◆ Document text:
=======
It turns out, you're not only generically flexible, you are actually flexible for at least a little bit of time. So pointed pseudo-triangulation minus convex hull edge. It's not only as flexible, but it flexes expansively. Meaning, if you look at all pairwise distances-- expansively-- look at all pairwise distances, they either stay the same, they're connected by a bar, or they will increase.

And this is what we wanted for carpenter's rule. You could do that motion for a little while. Then you might have to switch to a different pseudo-triangulation according to a flip, which I won't talk about. We already did in lecture. But at all times the claim is there is an expansive pseudo-triangulation motion by removing single edge.

So why does this hold? This, it turns out, you can prove using things similar to what we know from our proof of the carpenter's rule theorem that we covered. So it's kind of neat to see the connection between the two. So, why is this true? Well, we already argued that the thing is flexible without the expansiveness constraint. So we want to add the expansiveness constraint. So just like before, we're going to add all pairwise struts.

So between all pairs of vertices, let's say they're already connected by a bar, we add a strut between them. Meaning, that could only increase in length. Now we have a tensegrity. We want to argue that tensegrity is infinitesimally flexible. So, we're going to do that using the duality just like CDR, just like the proof the carpenter's rule theorem we saw. We say, OK we want to prove this thing is flexible by duality. That's equivalent to proving something about the equilibrium stresses.

Now in the case of CDR in a single chain, what we needed to say was the equilibrium stresses were all zero. And then we said, OK, if in order to prove the equilibrium stresses are all zero, we use Maxwell-Cremona theorem. That's equivalent to saying all polyhedral lifting are flat. And then we prove that by looking at the maximum z-coordinate.

In this case, we can't argue that all the stresses are zero. It's not true. But if you recall the duality claim, I said if you have a tensegrity, the tensegrity is rigid if and only if the underlying linkage is rigid. Like when you replace struts with bars. Which is going to be true here. And there is a stress, an equilibrium stress, that is non-zero on every strut. Equilibrium stress being non-zero in every strut means that all the struts basically have to stay fixed length. They become bars and then you're done.
=======
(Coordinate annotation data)
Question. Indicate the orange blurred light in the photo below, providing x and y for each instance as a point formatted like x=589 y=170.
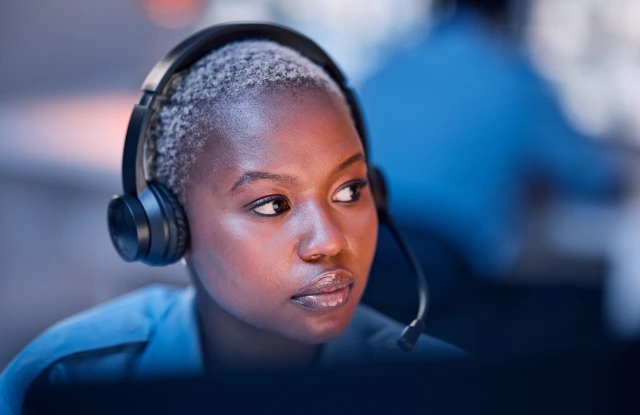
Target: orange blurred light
x=173 y=14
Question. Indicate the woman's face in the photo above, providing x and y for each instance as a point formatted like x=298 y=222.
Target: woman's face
x=283 y=226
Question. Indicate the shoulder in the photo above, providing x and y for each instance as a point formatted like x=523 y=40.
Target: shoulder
x=381 y=334
x=110 y=332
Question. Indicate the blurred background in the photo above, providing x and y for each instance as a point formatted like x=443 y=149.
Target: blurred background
x=509 y=132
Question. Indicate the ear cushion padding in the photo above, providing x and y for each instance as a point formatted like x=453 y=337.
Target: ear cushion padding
x=177 y=221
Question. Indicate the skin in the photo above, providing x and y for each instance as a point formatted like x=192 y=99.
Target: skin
x=246 y=267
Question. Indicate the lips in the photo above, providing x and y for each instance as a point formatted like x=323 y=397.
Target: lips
x=330 y=290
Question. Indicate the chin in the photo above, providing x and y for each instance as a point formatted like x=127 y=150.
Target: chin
x=325 y=328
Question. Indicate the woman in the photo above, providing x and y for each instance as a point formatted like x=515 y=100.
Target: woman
x=257 y=143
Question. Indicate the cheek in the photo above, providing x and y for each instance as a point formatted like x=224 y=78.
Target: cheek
x=241 y=263
x=363 y=234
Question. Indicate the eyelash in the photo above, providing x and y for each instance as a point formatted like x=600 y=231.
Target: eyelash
x=359 y=185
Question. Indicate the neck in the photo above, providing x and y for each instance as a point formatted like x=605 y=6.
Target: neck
x=229 y=343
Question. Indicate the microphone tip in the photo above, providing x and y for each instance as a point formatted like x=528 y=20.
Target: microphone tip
x=410 y=335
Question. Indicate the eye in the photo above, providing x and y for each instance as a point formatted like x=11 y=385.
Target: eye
x=271 y=206
x=351 y=192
=======
◆ Written exercise 1:
Revise the lecture excerpt from "It turns out, you're" up to and including "they will increase.", replacing "bar" with "rod".
◆ Written exercise 2:
According to the lecture excerpt, how was it proved in the carpenter's rule argument that all polyhedral liftings are flat?
◆ Written exercise 3:
Continue the lecture excerpt from the point where it stops.
None of the data above is required.

◆ Task result 1:
It turns out, you're not only generically flexible, you are actually flexible for at least a little bit of time. So pointed pseudo-triangulation minus convex hull edge. It's not only as flexible, but it flexes expansively. Meaning, if you look at all pairwise distances-- expansively-- look at all pairwise distances, they either stay the same, they're connected by a rod, or they will increase.

◆ Task result 2:
By looking at the maximum z-coordinate.

◆ Task result 3:
What I need to prove the opposite, I want to prove its flexible, I need to find a strut where there's no stress. If I find a strut where there's no stress, then basically that strut can expand and there's a motion. That is roughly true. [CHUCKLE] It's a little bit more complicated than that but I'm going to just claim suffice as to prove.

There's a strut that has zero in every equilibrium stress. Which strut am I going to choose? I am going to choose the one that comes from this convex hull edge, e. So I removed a convex hull edge as a bar. It's going to get replaced when I add all pairwise struts, by a strut.

So I've got the vertices on the corner here. One of these, I replaced with a strut. The other guys are whatever they are. This is a pseudo-triangulation. Not a very interesting triangulation in this case. I'm going to add a vertex here. Now it's a pseudo-triangulation. So this guy got replaced with a strut, for example. I claim this guy is zero in every stress.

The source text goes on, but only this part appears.